- **Exercise goal**
Count the lines in the data below that contain the string "water". Reply with the number alone.

[BEGIN]

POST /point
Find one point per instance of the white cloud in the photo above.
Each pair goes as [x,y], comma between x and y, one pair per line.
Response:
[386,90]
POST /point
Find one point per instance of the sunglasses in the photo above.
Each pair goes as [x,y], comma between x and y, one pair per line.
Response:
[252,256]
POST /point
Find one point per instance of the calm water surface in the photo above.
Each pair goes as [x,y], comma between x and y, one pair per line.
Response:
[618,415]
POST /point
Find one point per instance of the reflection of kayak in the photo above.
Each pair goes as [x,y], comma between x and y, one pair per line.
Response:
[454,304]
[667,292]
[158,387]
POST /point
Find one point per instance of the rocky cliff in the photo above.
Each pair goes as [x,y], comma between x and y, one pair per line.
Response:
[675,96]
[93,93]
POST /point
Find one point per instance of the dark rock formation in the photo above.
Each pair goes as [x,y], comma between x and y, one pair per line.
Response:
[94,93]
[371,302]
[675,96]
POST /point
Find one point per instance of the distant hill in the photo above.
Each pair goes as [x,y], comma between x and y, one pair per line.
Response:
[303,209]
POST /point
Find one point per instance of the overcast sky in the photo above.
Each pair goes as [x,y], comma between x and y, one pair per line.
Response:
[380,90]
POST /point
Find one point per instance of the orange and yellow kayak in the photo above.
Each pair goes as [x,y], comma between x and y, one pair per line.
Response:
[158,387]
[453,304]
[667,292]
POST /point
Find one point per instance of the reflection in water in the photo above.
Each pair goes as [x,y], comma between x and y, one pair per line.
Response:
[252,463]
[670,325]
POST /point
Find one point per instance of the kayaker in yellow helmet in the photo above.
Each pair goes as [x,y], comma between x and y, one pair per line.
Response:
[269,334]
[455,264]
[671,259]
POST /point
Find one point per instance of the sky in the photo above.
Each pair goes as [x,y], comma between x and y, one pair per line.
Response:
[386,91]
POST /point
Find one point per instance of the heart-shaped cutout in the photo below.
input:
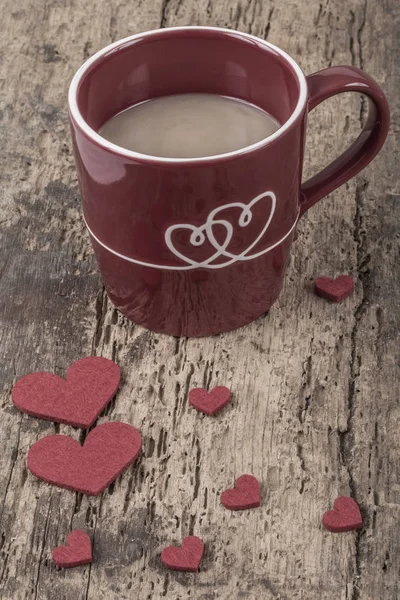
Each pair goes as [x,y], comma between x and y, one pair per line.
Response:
[335,290]
[77,551]
[209,402]
[345,516]
[245,494]
[108,450]
[78,400]
[187,557]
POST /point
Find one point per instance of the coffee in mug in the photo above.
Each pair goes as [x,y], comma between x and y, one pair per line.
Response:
[189,126]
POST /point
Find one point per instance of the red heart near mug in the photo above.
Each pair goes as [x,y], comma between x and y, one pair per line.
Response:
[197,246]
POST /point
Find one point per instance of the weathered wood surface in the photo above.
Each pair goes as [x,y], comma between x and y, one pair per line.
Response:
[316,397]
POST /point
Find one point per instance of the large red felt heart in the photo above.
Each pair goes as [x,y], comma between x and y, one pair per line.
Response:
[209,402]
[334,289]
[245,494]
[187,557]
[78,551]
[77,400]
[345,516]
[108,450]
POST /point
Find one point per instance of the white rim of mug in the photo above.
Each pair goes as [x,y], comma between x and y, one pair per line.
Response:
[147,158]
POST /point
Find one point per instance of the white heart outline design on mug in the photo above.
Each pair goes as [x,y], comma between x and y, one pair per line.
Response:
[221,249]
[205,231]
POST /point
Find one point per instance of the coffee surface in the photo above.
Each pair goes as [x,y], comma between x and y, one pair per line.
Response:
[189,126]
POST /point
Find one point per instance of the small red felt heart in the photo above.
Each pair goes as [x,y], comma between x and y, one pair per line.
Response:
[209,402]
[334,289]
[78,551]
[77,400]
[187,557]
[108,450]
[245,494]
[345,516]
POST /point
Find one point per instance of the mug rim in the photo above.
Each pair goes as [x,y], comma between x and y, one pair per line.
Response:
[77,117]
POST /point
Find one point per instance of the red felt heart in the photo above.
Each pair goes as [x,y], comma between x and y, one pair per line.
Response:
[209,402]
[187,557]
[108,450]
[345,516]
[334,289]
[77,400]
[78,551]
[245,494]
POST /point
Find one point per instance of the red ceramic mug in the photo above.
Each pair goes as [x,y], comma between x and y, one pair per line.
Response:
[199,246]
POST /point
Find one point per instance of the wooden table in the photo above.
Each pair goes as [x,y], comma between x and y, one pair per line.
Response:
[315,411]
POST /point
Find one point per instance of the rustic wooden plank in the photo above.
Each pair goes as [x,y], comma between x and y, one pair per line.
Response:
[314,406]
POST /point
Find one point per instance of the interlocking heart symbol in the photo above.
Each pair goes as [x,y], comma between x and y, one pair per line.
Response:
[206,232]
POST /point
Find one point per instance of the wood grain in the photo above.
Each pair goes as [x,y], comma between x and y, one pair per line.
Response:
[315,410]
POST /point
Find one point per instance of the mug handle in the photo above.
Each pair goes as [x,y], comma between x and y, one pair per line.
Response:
[323,85]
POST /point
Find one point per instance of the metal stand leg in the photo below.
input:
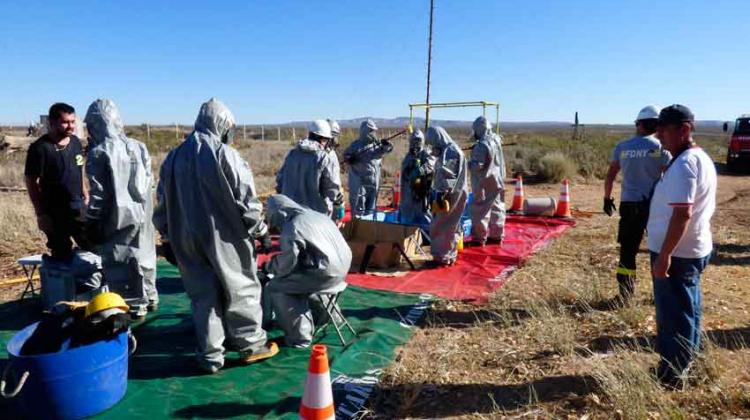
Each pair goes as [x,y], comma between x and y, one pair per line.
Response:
[29,282]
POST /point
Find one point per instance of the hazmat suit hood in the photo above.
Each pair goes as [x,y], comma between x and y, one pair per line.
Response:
[416,141]
[367,130]
[103,121]
[282,209]
[215,119]
[438,139]
[105,125]
[481,127]
[310,146]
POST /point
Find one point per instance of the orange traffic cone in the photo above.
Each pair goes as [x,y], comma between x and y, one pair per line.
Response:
[563,206]
[517,205]
[397,190]
[317,401]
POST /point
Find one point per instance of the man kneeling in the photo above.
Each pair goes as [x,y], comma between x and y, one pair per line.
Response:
[309,270]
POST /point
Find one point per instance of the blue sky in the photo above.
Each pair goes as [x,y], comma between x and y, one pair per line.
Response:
[276,61]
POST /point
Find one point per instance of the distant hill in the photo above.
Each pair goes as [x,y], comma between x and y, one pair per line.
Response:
[510,125]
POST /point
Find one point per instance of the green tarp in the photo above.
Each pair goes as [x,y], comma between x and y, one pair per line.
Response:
[162,383]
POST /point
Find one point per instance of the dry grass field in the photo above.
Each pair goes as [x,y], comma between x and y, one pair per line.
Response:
[546,346]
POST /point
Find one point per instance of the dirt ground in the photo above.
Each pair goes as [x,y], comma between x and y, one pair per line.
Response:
[548,345]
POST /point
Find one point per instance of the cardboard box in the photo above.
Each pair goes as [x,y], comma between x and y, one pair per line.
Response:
[362,233]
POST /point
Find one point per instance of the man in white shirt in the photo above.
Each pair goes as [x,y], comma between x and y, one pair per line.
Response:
[679,238]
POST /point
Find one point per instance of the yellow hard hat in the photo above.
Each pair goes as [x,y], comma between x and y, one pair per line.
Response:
[104,301]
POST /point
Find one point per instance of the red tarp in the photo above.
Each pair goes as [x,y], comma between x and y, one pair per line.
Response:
[479,271]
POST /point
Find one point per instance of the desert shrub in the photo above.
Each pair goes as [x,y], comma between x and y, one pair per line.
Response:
[556,166]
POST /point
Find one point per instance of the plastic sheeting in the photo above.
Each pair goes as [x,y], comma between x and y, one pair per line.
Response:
[479,271]
[162,384]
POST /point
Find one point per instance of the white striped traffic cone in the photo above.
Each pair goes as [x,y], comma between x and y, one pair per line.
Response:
[563,206]
[317,401]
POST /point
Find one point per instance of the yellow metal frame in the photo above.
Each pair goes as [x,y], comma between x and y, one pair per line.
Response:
[483,104]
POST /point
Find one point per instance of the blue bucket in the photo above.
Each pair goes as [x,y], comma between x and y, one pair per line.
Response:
[70,384]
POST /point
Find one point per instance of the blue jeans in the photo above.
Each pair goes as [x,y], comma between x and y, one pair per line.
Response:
[678,314]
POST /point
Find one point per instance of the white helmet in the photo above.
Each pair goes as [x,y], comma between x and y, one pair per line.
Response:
[321,128]
[648,113]
[335,128]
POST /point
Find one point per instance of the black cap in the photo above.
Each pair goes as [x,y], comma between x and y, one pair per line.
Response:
[676,114]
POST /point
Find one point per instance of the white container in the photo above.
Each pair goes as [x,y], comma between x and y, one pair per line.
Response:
[541,206]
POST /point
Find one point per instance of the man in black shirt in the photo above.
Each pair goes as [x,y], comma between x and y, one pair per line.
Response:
[55,182]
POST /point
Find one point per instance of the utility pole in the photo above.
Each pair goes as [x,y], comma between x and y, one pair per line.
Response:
[429,67]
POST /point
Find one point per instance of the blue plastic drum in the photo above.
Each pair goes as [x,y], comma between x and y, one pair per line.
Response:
[70,384]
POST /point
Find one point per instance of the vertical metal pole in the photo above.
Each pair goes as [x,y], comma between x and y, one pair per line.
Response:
[429,68]
[497,119]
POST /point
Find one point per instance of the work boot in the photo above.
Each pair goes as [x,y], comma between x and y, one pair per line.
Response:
[626,284]
[434,264]
[271,349]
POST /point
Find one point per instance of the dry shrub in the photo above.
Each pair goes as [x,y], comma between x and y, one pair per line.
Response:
[556,166]
[11,170]
[630,386]
[19,235]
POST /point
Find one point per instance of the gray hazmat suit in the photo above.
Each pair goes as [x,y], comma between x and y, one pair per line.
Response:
[450,182]
[310,177]
[416,182]
[120,207]
[364,157]
[209,212]
[310,268]
[487,169]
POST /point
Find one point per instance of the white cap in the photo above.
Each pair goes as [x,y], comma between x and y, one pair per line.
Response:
[321,128]
[335,128]
[648,113]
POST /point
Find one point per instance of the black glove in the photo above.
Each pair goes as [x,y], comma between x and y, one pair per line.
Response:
[609,206]
[263,274]
[92,232]
[265,244]
[167,253]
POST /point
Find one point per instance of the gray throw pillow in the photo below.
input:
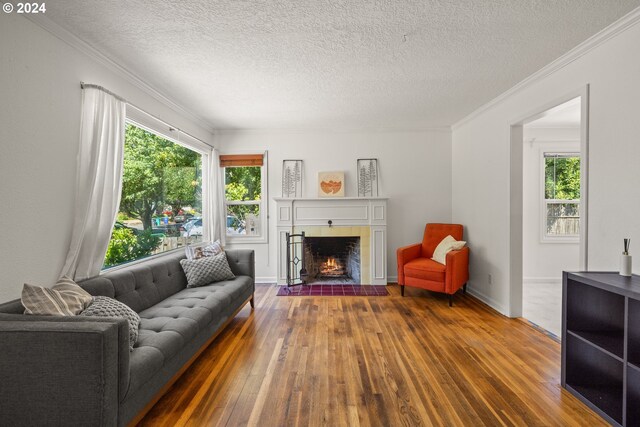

[END]

- **The response**
2